Please copy the data below word for word.

* Begin *

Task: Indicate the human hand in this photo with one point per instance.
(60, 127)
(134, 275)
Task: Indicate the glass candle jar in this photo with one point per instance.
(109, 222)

* End *

Solution below =
Task: Indicate the human hand in this photo with one point per instance.
(60, 127)
(134, 275)
Task: Indicate the glass candle jar in this photo with one point per instance.
(109, 222)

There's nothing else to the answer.